## Work required
Reproduce the full mailing list message about XML character encoding, word for word.

Re: [xml] Re: I18N Issues.

Date view Thread view Subject view Author view

From: Daniel Veillard (Daniel.Veillard@w3.org)
Date: Tue Feb 08 2000 - 11:02:23 EST


On Tue, Feb 08, 2000 at 09:11:13PM +0800, Y. Cheng wrote:
> On Tue, Feb 08, 2000 at 09:39:08AM +0100, Daniel Veillard wrote:
> > > Latter tne encoding="xxx" will do real job (of changing encoding into
> > > the real encoding).
> > If needed, which for ISO-LATIN-X is not the case.
>
> Yes, encoding="xxx" is optional to xml.
> (This is what you want to express ?)

  and if not expressed we have to assume UTF-8 (or 16), that's the spec

> > > With this, as the encoding change from XML_CHAR_ENCODING_NONE to
> > > some spectific encoding (well, say EUC-JP), we needs a function to
> > > transform the existing buffer from origional data to read utf8.
> > > (maybe xmlSwitchEncoding of call by xmlSwitchEncoding). But this
> > > transformation only accept transformation from XML_CHAR_ENCODING_NONE
> > > to some other encoding. Once the transformation is done, no more
> > > transformation is necessay (there is no method to switch encoding
> > > in the middle of XML document, right ?) so all other mechanism will
> > > work.

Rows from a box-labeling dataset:
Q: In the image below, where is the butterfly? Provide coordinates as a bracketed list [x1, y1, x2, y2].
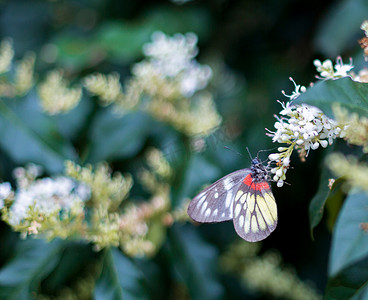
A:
[188, 158, 277, 242]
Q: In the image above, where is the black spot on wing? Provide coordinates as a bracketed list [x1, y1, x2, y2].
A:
[188, 169, 250, 223]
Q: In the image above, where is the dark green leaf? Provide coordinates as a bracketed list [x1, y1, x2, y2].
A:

## Result for this exercise
Re: [xml] Re: I18N Issues.

Date view Thread view Subject view Author view

From: Daniel Veillard (Daniel.Veillard@w3.org)
Date: Tue Feb 08 2000 - 11:02:23 EST


On Tue, Feb 08, 2000 at 09:11:13PM +0800, Y. Cheng wrote:
> On Tue, Feb 08, 2000 at 09:39:08AM +0100, Daniel Veillard wrote:
> > > Latter tne encoding="xxx" will do real job (of changing encoding into
> > > the real encoding).
> > If needed, which for ISO-LATIN-X is not the case.
>
> Yes, encoding="xxx" is optional to xml.
> (This is what you want to express ?)

  and if not expressed we have to assume UTF-8 (or 16), that's the spec

> > > With this, as the encoding change from XML_CHAR_ENCODING_NONE to
> > > some spectific encoding (well, say EUC-JP), we needs a function to
> > > transform the existing buffer from origional data to read utf8.
> > > (maybe xmlSwitchEncoding of call by xmlSwitchEncoding). But this
> > > transformation only accept transformation from XML_CHAR_ENCODING_NONE
> > > to some other encoding. Once the transformation is done, no more
> > > transformation is necessay (there is no method to switch encoding
> > > in the middle of XML document, right ?) so all other mechanism will
> > > work.